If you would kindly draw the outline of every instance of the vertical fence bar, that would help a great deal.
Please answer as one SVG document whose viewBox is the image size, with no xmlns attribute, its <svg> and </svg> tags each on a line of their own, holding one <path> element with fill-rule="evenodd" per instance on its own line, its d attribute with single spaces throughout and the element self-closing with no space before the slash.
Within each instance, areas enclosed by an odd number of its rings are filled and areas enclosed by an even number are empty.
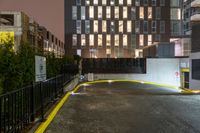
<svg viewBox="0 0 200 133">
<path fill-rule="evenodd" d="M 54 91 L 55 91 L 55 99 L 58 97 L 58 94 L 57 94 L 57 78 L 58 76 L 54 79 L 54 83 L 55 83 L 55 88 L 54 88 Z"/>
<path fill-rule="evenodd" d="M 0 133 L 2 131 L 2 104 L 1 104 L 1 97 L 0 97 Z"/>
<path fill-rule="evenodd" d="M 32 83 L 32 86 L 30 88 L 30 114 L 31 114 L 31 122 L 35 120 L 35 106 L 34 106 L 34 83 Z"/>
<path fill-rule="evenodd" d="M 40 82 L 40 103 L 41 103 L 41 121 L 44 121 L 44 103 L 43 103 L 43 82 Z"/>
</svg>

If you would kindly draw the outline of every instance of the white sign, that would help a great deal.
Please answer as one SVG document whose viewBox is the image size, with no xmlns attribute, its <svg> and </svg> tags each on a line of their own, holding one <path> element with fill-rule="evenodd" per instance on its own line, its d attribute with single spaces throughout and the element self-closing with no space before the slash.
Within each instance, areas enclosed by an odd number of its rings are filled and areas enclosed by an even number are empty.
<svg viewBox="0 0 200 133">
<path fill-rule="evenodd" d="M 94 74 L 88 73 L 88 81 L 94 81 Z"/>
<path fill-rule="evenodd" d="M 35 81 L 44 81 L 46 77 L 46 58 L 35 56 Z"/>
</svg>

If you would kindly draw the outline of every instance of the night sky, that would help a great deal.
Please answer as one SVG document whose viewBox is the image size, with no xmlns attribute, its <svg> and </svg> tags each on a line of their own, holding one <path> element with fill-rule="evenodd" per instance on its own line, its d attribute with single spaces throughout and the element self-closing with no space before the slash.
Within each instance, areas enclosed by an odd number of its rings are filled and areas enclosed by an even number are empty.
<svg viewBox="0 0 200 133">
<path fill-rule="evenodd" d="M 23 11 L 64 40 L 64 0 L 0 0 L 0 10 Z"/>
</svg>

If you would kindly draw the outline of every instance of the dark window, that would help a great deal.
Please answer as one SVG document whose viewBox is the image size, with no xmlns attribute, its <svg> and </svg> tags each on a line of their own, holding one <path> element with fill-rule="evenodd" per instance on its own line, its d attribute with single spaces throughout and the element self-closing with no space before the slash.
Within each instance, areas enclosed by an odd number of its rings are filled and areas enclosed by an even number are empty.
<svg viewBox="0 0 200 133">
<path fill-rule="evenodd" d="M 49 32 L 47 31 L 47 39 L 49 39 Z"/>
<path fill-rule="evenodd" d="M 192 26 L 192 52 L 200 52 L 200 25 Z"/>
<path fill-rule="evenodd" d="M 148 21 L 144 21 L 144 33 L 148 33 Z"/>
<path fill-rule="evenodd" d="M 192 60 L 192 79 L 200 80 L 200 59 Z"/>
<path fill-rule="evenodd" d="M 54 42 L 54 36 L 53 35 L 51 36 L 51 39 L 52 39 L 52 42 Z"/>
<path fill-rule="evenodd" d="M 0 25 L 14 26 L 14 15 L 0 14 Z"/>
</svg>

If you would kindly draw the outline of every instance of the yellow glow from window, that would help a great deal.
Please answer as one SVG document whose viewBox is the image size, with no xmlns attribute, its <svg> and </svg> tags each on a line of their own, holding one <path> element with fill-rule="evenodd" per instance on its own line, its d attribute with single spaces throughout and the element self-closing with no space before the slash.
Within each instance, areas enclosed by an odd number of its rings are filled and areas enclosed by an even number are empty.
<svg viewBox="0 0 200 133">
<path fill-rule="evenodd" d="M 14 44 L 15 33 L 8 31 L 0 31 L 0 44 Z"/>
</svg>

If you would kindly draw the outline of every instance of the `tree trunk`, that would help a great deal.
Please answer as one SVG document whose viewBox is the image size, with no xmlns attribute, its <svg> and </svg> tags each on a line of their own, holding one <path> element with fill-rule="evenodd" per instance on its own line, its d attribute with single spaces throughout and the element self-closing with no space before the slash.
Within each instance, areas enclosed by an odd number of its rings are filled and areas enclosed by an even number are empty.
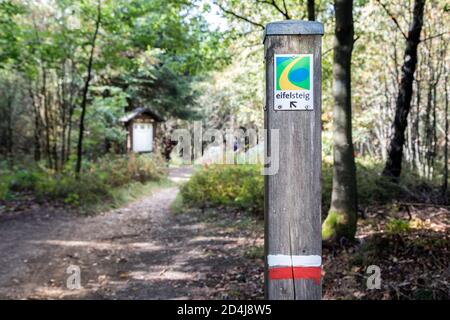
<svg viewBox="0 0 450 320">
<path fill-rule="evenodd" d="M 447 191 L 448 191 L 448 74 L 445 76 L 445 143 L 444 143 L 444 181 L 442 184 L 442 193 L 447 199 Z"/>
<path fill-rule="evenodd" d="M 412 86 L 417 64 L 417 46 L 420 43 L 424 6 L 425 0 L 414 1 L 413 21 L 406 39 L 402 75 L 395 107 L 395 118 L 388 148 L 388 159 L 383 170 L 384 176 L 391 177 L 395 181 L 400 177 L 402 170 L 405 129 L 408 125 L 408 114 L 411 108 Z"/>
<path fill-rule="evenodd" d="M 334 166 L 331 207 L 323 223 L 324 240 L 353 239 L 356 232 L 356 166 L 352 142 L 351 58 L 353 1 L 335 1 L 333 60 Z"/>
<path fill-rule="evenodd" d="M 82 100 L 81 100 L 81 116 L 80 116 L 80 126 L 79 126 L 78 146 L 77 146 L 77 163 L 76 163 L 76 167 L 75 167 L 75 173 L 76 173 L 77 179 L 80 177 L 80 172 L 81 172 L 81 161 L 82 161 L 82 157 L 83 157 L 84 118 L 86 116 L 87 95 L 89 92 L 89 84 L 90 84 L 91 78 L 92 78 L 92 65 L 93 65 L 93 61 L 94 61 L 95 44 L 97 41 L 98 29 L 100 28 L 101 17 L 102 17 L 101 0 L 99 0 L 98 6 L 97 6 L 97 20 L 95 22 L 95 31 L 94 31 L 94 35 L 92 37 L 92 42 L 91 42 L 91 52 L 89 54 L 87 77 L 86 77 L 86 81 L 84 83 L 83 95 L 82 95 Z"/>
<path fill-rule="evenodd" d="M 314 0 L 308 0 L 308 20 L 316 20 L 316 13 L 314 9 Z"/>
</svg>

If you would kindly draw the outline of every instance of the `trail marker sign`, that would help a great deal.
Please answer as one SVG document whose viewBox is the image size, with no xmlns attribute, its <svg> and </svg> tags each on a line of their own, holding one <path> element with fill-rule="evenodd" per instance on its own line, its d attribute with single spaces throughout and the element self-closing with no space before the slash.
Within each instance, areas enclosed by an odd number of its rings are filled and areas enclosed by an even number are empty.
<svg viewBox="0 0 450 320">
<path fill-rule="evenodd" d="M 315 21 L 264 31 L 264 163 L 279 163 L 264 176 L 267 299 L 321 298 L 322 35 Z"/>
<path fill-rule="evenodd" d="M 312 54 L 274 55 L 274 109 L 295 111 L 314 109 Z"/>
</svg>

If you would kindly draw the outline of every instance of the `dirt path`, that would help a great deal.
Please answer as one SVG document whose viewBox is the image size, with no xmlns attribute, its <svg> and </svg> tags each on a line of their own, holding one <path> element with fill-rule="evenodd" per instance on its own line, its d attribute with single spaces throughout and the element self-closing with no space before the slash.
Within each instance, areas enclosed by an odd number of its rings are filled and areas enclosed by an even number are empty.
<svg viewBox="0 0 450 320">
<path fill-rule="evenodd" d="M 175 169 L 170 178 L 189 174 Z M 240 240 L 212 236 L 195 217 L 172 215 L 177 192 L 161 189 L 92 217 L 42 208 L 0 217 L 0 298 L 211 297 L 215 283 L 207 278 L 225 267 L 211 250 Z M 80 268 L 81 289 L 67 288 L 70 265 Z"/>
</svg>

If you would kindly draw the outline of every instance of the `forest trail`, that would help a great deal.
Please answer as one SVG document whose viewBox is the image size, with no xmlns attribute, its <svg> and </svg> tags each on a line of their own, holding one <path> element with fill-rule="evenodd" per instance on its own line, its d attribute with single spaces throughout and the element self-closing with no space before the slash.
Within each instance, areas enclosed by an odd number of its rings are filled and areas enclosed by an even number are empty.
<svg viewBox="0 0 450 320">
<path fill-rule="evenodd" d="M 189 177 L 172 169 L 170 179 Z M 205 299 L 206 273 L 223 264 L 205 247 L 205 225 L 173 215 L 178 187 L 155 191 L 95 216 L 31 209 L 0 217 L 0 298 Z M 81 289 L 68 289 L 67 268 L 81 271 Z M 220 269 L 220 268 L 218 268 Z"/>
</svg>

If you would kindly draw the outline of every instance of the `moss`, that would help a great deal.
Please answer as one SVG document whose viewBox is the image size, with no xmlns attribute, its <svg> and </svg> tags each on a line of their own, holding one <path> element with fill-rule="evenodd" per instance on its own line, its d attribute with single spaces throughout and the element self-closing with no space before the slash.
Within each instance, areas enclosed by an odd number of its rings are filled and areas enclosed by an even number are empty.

**THE REQUEST:** Rewrite the listing from its beginning through the line containing "133 L 2 131", replacing "vertical fence bar" with "upright fence post" and changing nothing else. Leave the pictures out of your answer.

**COMPLETE RESPONSE:**
If you would kindly draw the outline of every instance of the upright fence post, that would help a great deal.
Please answer as one SVG document whose viewBox is the image size, with no xmlns attribute, its <svg> and </svg> tags each on a line of their own, holding one <path> element with fill-rule="evenodd" per instance on its own line, its d attribute with single spaces throughout and the element self-closing with no space before the slash.
Within each instance, areas enclosed by an odd number of its rings are filled and areas enclosed by an even number are empty.
<svg viewBox="0 0 200 133">
<path fill-rule="evenodd" d="M 54 91 L 55 91 L 55 99 L 58 97 L 58 94 L 57 94 L 57 78 L 58 76 L 54 79 L 54 83 L 55 83 L 55 88 L 54 88 Z"/>
<path fill-rule="evenodd" d="M 0 133 L 2 131 L 2 104 L 1 104 L 1 97 L 0 97 Z"/>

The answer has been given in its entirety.